Referring expression data:
-*-*-

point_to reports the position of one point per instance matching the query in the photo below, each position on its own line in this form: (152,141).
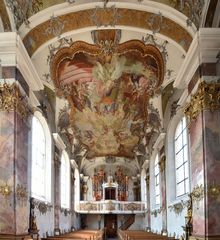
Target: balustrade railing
(110,206)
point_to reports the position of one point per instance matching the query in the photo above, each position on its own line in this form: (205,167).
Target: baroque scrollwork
(206,98)
(43,207)
(21,193)
(197,193)
(192,8)
(156,211)
(65,211)
(23,9)
(11,99)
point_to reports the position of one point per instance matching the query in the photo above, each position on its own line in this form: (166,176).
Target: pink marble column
(148,203)
(14,140)
(57,199)
(205,160)
(163,194)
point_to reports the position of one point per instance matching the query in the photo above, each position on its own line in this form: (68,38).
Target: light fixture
(5,190)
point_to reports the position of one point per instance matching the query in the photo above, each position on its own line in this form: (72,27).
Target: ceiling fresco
(24,9)
(82,19)
(108,94)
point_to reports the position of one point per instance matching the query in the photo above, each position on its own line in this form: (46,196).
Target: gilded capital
(206,98)
(11,99)
(162,163)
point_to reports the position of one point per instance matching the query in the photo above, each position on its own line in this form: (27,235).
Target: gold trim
(37,37)
(162,163)
(11,99)
(206,98)
(129,46)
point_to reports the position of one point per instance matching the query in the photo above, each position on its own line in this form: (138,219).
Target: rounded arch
(170,153)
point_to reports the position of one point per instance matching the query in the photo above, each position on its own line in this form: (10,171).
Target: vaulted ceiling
(109,65)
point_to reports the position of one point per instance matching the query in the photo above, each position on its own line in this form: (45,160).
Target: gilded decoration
(36,37)
(192,9)
(206,98)
(11,99)
(108,94)
(213,191)
(162,163)
(5,190)
(43,207)
(197,193)
(21,194)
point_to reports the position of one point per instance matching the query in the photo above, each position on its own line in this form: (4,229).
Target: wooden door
(111,225)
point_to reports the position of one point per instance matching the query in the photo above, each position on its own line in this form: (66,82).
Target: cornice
(13,53)
(59,142)
(203,49)
(206,98)
(36,37)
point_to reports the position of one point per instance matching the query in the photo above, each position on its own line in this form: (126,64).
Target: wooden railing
(140,235)
(110,206)
(128,222)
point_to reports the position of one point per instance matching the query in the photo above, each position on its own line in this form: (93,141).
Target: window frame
(157,180)
(65,182)
(183,149)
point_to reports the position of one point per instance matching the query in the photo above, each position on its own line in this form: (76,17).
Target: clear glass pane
(185,140)
(186,169)
(187,185)
(184,122)
(178,130)
(180,174)
(178,144)
(185,153)
(157,199)
(180,189)
(179,159)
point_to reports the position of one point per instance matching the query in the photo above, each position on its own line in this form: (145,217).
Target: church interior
(110,119)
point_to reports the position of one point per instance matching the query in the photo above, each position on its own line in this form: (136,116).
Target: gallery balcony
(110,206)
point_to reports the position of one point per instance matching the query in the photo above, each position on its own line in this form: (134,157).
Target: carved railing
(110,206)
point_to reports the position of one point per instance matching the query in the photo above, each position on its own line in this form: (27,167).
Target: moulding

-*-*-

● **Work instruction**:
Among the entries above, locate the lines containing "this form: (93,141)." and "this form: (76,17).", and transcribe exactly those two lines and all lines between.

● **Your solution**:
point_to reports the position of one point per instance matching the query in the photo above, each position on its own line in this form: (93,141).
Target: window frame
(157,180)
(65,182)
(183,149)
point_to reports the position of one point per instance matching the query in the photo above, each position on its own line in this form: (76,17).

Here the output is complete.